白人は北アメリカで数百万人の原住民を殺戮し、中東、アフリカを植民地に。最後にアジアに進出、次々に植民地とする。ロシアを始め最後まで白人と戦ったのが、日本だったのだ。戦争か平和かを問えば、誰しも平和と答えるだろう。だが、戦争か隷属かと仕掛けられ、名誉の道を選んだのは、愚かな祖先だったのか。アジアとりわけ日本人は名誉を重んじる。だから名誉あるアジア系のインディアンは、隷属を嫌い、絶えた。弱い国は取ってもいいというヨーロッパ人の世界観の中で、日本はどうすれば良かったのか。
by BUN (2015-08-29 23:40) 

asa

≫BUNさん
満州での侵略行為、南京の虐殺、マレー半島の非戦闘員虐殺など、結果的に2000万人ともいわれるアジア民衆を殺した行為は、「大東亜共栄圏」なる言葉では回収できない重い現実があろうかと思います。そして、少なくとも比レイテ沖海戦の直後に敗戦受け入れを決断していれば、もっと違う局面があったかと思います。おそらく、硫黄島も沖縄も広島も長崎もなかったでしょう。戦場で死亡した兵士の6割が戦死でなく「餓死」だったという現実も、あるいは避けられたかもしれません。
by asa (2015-08-30 17:33) 

BUN

ヨーロッパがアジアに進出、ほぼ全ての地域は植民地になったが、日本は戦った。そして日本もアジアに進出。そこでABCD包囲網。窮鼠猫を噛む。負けることは分かっていたが、子孫に名誉を残すため隷属しなかったし、出来なかった。だが、その子孫に名誉は無い。
原爆は避けられなかったと思う。アメリカはとにかく実験したかった。だから無傷な地方都市を選んだんだと思う。日本が降伏するかどうか、全ては筒抜けだったので、降伏が早ければ、原爆投下も早くなっただけ。
おっとり刀で中国が100年前のヨーロッパを模倣中。

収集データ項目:
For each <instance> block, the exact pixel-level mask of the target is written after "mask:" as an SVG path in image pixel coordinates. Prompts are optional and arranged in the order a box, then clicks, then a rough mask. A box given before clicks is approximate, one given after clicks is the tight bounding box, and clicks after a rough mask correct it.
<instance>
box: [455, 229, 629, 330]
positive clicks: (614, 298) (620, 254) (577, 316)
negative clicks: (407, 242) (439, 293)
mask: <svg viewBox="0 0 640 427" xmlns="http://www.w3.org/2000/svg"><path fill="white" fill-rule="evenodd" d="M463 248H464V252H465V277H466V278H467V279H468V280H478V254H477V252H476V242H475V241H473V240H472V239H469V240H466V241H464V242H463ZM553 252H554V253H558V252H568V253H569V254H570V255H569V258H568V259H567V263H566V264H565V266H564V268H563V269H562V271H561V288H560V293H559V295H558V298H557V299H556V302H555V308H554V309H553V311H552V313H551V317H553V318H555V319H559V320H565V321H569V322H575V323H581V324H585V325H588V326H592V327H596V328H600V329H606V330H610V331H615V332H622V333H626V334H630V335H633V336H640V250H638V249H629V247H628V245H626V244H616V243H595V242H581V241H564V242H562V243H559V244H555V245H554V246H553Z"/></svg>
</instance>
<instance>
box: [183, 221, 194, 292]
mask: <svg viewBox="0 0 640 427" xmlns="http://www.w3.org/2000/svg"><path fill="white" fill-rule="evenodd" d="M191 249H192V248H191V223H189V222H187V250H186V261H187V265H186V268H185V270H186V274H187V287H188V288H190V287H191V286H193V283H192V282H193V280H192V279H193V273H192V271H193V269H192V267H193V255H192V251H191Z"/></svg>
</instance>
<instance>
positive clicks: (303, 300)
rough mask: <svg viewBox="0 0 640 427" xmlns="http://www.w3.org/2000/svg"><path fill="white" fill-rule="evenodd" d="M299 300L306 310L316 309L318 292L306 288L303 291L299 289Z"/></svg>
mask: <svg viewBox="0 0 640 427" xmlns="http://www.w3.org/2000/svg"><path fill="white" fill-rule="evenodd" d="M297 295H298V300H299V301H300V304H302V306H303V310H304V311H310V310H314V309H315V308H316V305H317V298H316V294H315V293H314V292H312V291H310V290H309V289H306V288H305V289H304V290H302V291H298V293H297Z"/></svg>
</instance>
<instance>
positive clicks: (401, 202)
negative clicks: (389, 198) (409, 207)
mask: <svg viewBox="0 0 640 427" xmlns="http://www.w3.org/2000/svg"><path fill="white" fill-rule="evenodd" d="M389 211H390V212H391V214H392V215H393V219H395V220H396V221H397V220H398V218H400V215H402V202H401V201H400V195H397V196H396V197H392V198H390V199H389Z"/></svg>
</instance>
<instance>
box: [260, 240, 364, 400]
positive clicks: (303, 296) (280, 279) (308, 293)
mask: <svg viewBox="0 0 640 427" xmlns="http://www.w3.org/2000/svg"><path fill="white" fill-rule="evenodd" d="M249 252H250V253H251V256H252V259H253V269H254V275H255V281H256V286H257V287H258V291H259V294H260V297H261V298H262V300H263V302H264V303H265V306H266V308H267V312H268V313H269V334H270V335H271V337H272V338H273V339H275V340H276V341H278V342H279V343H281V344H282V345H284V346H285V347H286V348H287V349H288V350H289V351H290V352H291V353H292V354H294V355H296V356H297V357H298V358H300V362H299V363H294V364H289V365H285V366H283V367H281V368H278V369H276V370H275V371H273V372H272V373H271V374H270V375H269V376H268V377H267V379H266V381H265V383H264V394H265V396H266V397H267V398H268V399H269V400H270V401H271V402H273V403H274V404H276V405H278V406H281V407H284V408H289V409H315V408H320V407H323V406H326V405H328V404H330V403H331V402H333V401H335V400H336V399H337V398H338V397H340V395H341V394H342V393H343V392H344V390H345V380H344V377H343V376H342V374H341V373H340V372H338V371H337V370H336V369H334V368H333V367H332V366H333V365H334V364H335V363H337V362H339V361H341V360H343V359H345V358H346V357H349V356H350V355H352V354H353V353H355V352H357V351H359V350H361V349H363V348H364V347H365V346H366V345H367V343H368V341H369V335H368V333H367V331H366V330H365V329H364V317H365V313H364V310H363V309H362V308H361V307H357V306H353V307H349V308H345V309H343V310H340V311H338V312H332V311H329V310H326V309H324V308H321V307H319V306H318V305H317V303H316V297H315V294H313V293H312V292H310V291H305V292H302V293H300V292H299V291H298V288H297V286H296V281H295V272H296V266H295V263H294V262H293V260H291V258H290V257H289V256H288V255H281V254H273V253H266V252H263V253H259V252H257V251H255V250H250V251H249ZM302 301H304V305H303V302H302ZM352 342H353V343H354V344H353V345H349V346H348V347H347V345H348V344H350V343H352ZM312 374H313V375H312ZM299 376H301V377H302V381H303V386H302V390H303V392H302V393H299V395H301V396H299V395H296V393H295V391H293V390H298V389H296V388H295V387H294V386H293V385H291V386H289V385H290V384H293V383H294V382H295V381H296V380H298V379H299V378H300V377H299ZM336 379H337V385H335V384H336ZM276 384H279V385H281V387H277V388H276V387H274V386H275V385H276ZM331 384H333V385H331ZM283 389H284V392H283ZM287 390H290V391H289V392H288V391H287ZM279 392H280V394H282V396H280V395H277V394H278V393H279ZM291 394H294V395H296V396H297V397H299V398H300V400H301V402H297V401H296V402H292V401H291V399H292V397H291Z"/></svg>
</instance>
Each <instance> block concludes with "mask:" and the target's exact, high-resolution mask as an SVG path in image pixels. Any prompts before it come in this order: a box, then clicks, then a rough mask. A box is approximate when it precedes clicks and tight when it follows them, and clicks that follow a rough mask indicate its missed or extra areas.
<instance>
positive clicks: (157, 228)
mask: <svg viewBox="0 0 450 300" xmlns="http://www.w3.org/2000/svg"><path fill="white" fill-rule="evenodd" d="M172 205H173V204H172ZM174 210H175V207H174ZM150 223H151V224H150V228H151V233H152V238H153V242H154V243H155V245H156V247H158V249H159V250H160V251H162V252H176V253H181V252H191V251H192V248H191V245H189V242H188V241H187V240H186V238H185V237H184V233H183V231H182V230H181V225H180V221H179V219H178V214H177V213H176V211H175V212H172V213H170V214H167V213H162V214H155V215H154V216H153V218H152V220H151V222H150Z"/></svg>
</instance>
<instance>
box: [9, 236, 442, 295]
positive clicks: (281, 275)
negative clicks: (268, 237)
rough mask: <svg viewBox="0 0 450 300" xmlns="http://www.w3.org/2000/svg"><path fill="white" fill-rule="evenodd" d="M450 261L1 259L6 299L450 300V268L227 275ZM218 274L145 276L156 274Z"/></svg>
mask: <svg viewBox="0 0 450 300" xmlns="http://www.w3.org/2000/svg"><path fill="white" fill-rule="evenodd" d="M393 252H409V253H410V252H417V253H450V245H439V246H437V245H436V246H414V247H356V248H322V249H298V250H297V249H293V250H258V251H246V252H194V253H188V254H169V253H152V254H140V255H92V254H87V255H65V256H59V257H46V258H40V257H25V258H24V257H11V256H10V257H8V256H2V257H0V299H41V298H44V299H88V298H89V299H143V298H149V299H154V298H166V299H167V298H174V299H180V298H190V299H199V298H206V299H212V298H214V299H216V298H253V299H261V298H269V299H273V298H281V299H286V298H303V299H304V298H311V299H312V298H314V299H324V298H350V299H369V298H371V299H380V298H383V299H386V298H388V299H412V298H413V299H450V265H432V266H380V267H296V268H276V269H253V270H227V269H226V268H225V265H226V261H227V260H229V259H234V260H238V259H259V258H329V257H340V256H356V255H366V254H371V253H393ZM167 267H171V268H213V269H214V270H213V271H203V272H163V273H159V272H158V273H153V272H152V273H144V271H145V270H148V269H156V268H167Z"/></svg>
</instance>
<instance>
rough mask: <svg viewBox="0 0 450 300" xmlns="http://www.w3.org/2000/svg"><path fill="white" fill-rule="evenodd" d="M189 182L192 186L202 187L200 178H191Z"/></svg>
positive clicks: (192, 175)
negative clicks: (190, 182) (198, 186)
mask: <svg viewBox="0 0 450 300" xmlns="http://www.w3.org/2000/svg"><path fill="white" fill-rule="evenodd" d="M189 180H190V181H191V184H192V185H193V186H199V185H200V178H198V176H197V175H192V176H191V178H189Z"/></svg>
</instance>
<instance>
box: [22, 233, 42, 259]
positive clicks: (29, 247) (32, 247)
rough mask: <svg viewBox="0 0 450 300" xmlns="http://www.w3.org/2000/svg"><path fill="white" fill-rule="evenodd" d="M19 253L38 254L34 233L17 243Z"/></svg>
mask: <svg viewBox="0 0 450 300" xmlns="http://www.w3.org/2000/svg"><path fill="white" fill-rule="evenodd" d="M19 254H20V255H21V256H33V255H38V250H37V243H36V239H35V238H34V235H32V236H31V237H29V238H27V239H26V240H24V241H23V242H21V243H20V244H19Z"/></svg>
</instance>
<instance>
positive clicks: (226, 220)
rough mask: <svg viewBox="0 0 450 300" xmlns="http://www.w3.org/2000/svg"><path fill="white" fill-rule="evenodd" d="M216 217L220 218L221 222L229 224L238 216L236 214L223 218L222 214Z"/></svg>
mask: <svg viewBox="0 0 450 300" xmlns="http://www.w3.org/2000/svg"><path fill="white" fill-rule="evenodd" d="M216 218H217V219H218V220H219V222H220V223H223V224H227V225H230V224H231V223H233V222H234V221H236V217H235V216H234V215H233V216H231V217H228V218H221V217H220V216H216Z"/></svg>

提供情報の活用:
1: 抜粋本文のasaのコメントでは、戦場で死亡した兵士の6割は何が死因だったとされていますか。
2: 抜粋本文のasaのコメントで、早期に敗戦を受け入れていれば「なかったでしょう」と述べられている地名をすべて挙げてください。
3: 抜粋本文の「by asa (2015-08-30」から「だが、その子孫に名誉は無い。」までを、両端を含めて一字一句そのまま繰り返してください。

タスク結果:
1: 戦死ではなく「餓死」だったとされています。

2: 硫黄島、沖縄、広島、長崎

3:
by asa (2015-08-30 17:33) 

BUN

ヨーロッパがアジアに進出、ほぼ全ての地域は植民地になったが、日本は戦った。そして日本もアジアに進出。そこでABCD包囲網。窮鼠猫を噛む。負けることは分かっていたが、子孫に名誉を残すため隷属しなかったし、出来なかった。だが、その子孫に名誉は無い。